▶ **CONSIGNES DE TRAVAIL**:
Répondez aux questions suivantes en vous appuyant sur l'extrait sur les alliances de la gauche.
(a) Dans quelle ville se tenait le conseil national du PSU ?
(b) Quelle fonction Larbi Messari occupe-t-il ?
(c) Qui a obtenu un nouveau mandat à l'issue de la bataille pour l'élection du président de la Chambre des représentants ?

▶ **EXTRAIT DE TEXTE**:

:::::

Solidarité de la gauche oblige, on aura remarqué la présence du secrétaire général du PPS au premier rang. Pourtant, la cérémonie marque une nouvelle déception pour le parti d’Ismaïl Alaoui puisqu’une fusion PPS-PSD était prévue avant 2007. Pire, quelques mois avant ce 3 décembre 2005, l’association Fidélité à la Démocratie avait, elle aussi, choisi de mettre entre parenthèses son rapprochement avec le PPS et de s’unir à la GSU, Gauche socialiste unifiée (au sein du PSU, Parti socialiste unifié), alors que cette dernière n’avait même pas encore fini d’organiser ses courants. Résultat des courses, au conseil national du PSU qui se tenait le même jour, à Casablanca, deux courants de l’ex-GSU avaient choisi de boycotter la rencontre : l’Action démocratique, d’Ahmed Herzenni, et Liberté de l’initiative démocratique, de Omar Zaïdi.

A l’heure des marquages de territoire pour la gauche, le doute n’est plus permis. Si un gagnant émerge, il s’agit bien de l’USFP. D’ailleurs, certains n’hésitent pas à le décrire comme le grand parti de gauche tant attendu. Même le mammouth istiqlalien, après des mois de silence radio, se dit aujourd’hui prêt à coopérer avec lui aux prochaines élections, invoquant leur histoire commune.
«Nos alliances ont toujours été faites avec l’USFP. […] En 1969, nous avions boycotté les élections ensemble, aux élections de 1970 et 1972, nous avions travaillé ensemble. En 1989, nous avons eu des positions communes au Parlement. Nous nous sommes toujours accordés. Le couronnement a eu lieu en 1993, lorsque nous avions présenté un seul représentant pour chaque arrondissement», explique Larbi Messari, porte-parole de l’Istiqlal. Ainsi, les deux grands de la Koutla ont choisi de s’entendre à nouveau. Même si les retournements sont monnaie courante entre eux, les frères ennemis ayant la vilaine habitude de se poignarder dans le dos aux moments les plus cruciaux. Dernière illustration en date : la bataille pour l’élection du président de la Chambre des représentants qui s’était soldée par un nouveau mandat de Abdelouahed Radi (USFP).

:::::

▶ **DONNÉES FOURNIES**:
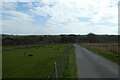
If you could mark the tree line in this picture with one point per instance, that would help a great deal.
(63, 38)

:::::

▶ **CORRIGÉ DE L'EXERCICE**:
(a) À Casablanca.
(b) Il est porte-parole de l'Istiqlal.
(c) Abdelouahed Radi, de l'USFP.